[Point labels for objects]
- - - -
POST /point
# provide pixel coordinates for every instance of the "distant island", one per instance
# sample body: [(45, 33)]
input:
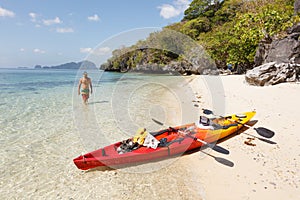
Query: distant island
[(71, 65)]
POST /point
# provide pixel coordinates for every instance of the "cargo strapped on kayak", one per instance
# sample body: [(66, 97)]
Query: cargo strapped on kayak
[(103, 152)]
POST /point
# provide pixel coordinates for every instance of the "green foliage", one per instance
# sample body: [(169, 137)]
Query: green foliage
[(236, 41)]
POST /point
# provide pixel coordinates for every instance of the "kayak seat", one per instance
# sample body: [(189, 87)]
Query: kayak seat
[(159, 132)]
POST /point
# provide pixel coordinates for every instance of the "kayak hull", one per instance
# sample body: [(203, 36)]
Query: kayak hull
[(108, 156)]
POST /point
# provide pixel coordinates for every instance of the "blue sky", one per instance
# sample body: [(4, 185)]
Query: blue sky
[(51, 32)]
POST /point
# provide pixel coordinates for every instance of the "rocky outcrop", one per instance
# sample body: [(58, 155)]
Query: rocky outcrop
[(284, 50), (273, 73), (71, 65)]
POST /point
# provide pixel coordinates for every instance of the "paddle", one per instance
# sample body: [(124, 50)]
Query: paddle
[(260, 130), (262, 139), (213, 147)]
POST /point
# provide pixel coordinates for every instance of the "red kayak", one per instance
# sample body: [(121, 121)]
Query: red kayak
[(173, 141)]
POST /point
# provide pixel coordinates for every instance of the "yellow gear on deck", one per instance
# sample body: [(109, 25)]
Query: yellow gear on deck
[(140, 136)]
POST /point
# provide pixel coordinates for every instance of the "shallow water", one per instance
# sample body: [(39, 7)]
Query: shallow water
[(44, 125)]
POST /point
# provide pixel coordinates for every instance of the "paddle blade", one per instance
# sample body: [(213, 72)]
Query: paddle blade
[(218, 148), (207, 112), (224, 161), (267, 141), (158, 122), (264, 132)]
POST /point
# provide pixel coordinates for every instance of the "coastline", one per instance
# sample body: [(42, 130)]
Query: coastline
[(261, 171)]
- - - -
**YOUR GOAL:**
Please copy the data from its beginning up to and including the line with "[(108, 156)]", leaving the pictures out of your copy.

**FINAL RESULT:**
POST /point
# provide pixel coordinates for every instance of the "distant island", one per instance
# sample body: [(45, 33)]
input:
Query: distant island
[(71, 65)]
POST /point
# provide pixel coordinates for every instance of the "cargo strapped on kayak", one per instance
# sample body: [(66, 97)]
Query: cargo strapped on kayak
[(103, 152)]
POST /point
# provide pixel coordinates for every instance of the "green foliage", one per instance
# sample body: [(169, 137)]
Query: green foliage
[(236, 41)]
POST /point
# provide pixel coordinates for every instance of the "kayak seat", one per instance
# sample body: [(189, 87)]
Query: kayak seat
[(159, 132)]
POST /point
# provide pixel coordinates for every instance of the "kayak hull", one per instance
# sample body: [(203, 36)]
Query: kayak hull
[(108, 156)]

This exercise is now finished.